Using the entries that follow, give the number of lines containing the string "green". Write nothing besides that number.

-.-.-

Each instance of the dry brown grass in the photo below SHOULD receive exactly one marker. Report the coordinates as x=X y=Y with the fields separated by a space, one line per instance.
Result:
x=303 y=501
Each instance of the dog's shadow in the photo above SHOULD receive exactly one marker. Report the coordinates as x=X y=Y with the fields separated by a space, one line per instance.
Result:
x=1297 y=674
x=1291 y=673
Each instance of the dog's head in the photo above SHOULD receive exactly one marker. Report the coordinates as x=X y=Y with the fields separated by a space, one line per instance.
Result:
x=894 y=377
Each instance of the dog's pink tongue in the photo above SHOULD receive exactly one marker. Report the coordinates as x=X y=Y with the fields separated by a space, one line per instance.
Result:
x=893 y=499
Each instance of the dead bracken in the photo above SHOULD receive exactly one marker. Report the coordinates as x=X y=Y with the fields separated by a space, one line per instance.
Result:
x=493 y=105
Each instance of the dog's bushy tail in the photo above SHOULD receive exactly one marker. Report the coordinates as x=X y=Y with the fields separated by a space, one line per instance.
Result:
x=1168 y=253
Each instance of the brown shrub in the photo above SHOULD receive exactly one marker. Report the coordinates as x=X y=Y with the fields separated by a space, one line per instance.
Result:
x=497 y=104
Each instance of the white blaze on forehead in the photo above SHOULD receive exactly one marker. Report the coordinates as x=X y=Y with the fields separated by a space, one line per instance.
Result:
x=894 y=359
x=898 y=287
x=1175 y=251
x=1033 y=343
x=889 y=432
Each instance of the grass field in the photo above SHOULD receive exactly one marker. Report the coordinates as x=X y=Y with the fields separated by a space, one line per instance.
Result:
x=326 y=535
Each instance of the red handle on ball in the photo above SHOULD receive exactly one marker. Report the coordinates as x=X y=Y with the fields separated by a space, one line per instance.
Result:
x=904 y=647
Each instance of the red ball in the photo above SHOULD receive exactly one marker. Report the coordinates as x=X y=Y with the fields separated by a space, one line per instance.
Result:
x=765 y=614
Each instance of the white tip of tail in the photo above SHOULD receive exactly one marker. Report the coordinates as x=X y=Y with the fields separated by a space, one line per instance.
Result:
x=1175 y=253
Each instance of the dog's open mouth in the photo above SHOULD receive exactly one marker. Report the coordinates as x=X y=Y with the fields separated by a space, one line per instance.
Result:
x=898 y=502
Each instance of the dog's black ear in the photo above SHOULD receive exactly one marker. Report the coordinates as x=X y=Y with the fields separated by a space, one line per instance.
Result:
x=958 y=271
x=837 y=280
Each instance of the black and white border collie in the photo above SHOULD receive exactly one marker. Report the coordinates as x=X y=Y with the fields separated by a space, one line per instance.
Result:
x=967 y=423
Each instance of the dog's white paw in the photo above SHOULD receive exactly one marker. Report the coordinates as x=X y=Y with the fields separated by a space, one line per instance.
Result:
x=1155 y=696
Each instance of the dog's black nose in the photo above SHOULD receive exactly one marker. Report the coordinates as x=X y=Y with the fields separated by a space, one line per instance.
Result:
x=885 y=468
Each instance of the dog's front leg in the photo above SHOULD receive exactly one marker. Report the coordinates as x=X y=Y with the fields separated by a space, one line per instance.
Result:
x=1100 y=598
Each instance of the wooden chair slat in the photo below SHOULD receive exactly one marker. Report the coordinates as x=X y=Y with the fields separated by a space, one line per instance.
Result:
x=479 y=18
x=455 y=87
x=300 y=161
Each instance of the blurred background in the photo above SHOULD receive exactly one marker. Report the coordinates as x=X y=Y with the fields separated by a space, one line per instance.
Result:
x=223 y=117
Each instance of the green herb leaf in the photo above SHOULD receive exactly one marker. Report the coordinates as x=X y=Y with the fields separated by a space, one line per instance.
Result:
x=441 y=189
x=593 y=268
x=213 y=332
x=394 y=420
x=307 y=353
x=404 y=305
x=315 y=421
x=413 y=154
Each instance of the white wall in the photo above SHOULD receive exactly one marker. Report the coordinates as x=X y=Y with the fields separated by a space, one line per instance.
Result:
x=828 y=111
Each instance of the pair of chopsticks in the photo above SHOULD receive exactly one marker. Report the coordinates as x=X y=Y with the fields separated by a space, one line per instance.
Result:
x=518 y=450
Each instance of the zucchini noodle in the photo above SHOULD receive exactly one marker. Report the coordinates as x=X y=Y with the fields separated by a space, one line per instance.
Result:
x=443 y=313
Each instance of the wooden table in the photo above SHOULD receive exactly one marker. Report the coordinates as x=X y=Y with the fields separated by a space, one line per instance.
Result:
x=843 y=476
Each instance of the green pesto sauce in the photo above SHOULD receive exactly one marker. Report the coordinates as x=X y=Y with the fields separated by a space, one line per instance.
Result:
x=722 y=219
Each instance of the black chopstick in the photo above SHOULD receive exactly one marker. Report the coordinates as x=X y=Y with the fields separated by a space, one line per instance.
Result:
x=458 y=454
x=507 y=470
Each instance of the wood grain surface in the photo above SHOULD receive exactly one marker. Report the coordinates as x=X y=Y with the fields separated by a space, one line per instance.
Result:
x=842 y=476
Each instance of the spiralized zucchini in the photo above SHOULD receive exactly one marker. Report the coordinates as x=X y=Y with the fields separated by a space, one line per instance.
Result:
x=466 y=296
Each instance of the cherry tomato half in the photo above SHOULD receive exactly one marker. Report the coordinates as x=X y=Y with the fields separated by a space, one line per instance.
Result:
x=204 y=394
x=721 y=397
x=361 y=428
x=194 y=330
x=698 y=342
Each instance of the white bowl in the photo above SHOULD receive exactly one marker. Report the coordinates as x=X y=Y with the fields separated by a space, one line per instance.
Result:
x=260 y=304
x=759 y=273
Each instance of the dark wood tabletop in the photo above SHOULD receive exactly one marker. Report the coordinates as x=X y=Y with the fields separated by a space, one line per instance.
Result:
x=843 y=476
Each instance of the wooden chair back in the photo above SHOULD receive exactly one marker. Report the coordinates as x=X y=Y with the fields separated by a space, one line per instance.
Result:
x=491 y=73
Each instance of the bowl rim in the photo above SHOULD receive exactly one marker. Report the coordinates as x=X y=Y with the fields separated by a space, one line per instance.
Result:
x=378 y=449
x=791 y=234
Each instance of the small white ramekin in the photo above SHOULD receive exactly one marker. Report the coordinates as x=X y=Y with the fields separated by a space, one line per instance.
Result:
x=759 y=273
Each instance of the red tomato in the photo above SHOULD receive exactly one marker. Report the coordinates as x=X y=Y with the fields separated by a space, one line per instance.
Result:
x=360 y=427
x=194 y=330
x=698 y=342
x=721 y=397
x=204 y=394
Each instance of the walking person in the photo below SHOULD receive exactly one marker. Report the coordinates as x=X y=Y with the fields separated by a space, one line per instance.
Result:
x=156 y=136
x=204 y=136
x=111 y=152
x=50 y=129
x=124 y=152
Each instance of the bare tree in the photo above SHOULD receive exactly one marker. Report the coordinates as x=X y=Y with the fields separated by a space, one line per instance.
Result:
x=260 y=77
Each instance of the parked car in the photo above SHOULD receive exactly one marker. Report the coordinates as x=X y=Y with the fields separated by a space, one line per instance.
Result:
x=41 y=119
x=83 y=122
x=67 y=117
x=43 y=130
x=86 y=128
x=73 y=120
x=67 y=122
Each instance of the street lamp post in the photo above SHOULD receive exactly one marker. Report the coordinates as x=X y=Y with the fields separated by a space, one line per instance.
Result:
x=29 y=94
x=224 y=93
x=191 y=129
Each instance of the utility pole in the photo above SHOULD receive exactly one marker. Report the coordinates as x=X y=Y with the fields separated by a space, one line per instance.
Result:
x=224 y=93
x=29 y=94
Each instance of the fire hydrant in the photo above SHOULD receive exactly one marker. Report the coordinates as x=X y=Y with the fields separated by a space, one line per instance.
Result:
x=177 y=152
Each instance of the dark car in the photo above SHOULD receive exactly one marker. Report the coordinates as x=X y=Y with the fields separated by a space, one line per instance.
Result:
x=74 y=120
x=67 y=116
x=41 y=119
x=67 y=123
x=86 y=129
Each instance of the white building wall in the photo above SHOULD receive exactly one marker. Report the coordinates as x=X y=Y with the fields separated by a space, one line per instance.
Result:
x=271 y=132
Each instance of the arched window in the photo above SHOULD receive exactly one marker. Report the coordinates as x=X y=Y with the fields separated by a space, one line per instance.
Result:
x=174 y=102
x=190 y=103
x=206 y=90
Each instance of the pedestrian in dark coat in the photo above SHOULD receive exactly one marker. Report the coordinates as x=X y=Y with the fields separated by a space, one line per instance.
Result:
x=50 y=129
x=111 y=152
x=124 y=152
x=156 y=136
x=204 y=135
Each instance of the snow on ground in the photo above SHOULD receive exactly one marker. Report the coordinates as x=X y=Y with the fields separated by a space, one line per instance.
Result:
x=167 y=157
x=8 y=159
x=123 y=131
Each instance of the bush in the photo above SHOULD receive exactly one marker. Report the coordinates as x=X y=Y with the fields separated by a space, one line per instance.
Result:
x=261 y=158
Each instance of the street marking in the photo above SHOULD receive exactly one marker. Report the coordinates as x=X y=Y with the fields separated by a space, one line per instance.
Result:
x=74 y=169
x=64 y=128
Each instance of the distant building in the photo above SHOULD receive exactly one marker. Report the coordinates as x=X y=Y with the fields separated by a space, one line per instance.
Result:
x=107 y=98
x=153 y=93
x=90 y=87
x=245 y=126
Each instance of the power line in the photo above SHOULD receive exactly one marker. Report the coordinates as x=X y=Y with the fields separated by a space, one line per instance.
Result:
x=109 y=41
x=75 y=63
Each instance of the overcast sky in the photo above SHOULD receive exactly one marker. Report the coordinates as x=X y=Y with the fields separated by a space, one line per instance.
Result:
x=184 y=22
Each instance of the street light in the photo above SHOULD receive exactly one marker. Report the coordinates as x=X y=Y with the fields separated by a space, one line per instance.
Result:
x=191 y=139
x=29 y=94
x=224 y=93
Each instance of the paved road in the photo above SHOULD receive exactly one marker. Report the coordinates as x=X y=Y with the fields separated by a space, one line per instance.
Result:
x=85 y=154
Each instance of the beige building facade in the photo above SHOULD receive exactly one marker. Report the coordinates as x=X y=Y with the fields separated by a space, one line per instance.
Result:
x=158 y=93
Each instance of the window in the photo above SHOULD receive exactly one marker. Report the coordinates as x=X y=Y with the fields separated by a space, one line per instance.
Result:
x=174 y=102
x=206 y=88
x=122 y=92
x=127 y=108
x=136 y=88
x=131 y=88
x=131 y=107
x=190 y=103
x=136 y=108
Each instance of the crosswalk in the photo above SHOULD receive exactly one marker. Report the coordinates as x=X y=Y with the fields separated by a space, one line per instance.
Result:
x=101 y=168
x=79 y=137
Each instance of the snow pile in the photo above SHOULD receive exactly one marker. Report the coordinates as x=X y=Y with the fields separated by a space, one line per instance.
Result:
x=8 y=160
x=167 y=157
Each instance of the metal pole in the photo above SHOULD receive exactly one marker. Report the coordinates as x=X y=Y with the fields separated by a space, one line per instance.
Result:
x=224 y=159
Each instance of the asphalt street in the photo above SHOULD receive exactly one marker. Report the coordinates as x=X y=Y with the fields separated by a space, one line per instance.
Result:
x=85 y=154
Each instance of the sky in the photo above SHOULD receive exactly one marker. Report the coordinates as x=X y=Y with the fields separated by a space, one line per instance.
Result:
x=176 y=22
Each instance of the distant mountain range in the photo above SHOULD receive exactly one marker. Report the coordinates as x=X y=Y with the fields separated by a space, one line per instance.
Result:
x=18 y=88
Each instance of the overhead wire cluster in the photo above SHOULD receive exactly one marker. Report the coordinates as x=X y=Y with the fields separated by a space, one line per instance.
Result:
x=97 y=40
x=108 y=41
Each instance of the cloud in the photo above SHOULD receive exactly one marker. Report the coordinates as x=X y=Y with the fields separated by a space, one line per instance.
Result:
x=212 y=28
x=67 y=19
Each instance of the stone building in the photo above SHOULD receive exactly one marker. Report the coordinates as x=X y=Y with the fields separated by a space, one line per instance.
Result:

-.-.-

» SOLUTION TO THE EXERCISE
2